-- Begin MATERIALS PROVIDED --

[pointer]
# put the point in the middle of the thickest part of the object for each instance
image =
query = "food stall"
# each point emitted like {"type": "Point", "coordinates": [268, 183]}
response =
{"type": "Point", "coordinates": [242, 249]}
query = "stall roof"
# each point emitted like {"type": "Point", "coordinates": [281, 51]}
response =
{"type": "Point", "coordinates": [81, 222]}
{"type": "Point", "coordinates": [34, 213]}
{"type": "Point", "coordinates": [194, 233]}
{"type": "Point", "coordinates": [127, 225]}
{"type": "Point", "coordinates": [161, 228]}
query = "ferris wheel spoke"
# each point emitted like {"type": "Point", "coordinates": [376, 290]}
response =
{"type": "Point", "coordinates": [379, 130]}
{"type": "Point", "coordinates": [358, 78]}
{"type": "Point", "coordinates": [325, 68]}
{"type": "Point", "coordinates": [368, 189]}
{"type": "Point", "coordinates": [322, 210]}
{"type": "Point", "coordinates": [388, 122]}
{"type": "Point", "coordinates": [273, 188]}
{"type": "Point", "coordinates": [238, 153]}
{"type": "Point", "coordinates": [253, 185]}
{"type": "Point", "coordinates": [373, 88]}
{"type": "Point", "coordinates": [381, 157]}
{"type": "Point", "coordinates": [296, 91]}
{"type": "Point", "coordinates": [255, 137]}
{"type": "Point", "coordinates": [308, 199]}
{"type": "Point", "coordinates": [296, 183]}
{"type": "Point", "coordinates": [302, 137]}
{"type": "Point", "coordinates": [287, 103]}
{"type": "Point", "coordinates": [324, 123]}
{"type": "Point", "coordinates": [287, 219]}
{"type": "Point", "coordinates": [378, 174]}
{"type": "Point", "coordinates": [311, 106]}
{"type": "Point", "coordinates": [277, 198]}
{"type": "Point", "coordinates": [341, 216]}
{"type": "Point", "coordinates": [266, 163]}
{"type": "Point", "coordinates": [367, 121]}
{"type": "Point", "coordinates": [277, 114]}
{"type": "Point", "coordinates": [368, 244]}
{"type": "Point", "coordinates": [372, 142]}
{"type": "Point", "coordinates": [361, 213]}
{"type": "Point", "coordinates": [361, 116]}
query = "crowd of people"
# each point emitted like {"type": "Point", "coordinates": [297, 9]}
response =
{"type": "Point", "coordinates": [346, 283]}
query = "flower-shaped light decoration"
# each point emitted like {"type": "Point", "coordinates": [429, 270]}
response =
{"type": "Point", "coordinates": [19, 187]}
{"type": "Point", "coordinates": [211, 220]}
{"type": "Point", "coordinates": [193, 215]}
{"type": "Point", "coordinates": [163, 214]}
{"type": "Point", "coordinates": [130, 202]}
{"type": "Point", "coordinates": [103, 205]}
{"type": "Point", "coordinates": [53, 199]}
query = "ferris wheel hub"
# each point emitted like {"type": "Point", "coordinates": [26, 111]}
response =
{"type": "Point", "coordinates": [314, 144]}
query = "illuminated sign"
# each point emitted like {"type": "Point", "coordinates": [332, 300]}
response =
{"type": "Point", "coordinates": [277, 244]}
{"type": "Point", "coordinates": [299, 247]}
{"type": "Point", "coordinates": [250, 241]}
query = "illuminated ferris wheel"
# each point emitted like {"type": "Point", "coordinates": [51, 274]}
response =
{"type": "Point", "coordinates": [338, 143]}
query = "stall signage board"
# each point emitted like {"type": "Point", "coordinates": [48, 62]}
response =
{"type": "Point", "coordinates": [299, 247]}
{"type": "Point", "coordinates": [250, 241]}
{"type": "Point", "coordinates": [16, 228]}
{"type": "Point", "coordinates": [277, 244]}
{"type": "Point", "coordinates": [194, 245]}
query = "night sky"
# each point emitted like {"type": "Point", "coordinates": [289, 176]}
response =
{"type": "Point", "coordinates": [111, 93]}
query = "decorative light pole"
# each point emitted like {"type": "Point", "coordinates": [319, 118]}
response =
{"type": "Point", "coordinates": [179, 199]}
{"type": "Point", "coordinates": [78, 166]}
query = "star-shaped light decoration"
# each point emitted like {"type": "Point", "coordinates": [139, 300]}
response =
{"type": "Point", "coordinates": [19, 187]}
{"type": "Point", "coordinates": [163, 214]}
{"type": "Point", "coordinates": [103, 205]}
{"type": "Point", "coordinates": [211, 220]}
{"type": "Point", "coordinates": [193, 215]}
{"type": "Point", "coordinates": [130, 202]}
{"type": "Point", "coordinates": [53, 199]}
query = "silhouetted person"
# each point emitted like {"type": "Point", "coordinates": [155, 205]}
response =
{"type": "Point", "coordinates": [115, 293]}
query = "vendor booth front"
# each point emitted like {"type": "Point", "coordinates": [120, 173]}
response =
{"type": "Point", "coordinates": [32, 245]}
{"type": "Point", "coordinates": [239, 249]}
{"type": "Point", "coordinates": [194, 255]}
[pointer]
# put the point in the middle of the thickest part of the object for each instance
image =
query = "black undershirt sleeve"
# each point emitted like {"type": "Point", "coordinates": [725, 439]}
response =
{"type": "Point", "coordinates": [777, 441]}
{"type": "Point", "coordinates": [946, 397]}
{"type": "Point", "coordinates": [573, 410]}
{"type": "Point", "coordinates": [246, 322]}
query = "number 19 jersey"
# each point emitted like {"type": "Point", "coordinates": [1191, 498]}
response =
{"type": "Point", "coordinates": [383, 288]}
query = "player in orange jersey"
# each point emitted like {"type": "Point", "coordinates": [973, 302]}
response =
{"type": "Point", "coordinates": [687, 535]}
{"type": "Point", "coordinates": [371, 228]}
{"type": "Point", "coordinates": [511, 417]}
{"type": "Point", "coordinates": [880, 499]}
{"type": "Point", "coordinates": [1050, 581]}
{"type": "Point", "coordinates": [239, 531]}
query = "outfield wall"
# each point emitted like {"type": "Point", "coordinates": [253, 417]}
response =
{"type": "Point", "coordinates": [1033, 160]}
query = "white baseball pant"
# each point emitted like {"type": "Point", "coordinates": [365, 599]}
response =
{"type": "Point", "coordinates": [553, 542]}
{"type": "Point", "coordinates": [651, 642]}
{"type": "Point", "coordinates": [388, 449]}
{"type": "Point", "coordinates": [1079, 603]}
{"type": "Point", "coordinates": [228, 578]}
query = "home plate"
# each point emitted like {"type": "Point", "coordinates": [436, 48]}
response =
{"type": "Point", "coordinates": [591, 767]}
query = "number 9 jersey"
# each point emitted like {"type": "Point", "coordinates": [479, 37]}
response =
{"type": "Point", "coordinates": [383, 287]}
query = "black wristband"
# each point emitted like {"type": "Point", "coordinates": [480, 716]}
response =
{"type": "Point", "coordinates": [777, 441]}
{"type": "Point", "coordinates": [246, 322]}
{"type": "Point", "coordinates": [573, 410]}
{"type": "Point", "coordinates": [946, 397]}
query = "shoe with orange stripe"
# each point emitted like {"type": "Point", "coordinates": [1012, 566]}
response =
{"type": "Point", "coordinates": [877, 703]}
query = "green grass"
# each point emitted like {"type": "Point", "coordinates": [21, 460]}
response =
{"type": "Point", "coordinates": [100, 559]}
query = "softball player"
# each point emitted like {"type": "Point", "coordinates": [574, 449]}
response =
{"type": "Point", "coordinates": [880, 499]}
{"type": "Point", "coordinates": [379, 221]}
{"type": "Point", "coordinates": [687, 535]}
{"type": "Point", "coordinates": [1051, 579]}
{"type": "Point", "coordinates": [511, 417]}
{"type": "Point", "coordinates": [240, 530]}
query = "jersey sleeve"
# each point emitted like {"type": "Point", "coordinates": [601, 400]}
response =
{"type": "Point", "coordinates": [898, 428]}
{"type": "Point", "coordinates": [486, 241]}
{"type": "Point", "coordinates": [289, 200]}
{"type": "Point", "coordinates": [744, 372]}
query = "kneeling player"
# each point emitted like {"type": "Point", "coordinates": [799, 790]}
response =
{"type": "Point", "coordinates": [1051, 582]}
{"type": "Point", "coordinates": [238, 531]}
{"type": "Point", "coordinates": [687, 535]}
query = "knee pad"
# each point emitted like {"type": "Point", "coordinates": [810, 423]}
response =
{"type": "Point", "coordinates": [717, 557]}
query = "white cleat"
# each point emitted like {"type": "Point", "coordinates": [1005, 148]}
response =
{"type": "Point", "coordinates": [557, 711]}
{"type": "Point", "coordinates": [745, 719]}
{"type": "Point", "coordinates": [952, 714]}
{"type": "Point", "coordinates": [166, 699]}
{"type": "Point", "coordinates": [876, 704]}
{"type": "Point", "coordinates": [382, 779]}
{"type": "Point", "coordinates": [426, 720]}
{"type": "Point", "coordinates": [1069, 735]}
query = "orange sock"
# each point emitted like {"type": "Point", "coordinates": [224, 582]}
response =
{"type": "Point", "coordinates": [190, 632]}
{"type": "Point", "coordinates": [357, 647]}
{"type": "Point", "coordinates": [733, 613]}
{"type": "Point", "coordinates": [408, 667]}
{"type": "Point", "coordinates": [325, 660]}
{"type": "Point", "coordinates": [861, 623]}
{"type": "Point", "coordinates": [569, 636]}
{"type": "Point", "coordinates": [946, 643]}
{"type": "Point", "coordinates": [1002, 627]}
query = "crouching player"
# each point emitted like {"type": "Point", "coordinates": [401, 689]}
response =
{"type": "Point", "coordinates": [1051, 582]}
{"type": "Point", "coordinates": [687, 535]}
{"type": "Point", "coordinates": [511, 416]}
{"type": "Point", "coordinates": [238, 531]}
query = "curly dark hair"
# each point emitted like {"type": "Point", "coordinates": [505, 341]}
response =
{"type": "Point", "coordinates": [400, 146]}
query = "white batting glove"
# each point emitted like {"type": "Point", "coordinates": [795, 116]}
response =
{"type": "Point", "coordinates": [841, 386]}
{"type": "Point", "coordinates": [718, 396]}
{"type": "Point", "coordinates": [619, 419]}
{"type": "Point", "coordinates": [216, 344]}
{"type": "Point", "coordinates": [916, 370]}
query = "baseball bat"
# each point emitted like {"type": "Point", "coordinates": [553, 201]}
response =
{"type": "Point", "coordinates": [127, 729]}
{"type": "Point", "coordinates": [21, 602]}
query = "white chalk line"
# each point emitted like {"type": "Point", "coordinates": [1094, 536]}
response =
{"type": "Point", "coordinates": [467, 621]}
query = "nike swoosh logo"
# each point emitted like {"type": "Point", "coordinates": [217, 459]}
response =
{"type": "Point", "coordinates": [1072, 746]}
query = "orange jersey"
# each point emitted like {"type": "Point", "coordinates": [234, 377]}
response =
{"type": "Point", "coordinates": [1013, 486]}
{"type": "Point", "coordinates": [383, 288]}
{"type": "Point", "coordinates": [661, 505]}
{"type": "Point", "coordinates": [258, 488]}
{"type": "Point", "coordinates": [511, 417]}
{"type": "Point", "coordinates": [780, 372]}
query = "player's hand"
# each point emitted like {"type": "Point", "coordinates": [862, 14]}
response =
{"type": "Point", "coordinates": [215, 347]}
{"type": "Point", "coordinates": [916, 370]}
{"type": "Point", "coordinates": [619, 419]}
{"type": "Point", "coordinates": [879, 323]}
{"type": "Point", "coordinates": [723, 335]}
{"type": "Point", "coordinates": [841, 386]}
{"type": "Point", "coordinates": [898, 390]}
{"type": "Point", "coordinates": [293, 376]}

-- End MATERIALS PROVIDED --

EXERCISE BRIEF: Filter the material above, copying every line that contains the string "wheel". Case counts.

FINISHED ANSWER:
query = "ferris wheel spoke"
query = "ferris wheel hub"
query = "illuminated ferris wheel"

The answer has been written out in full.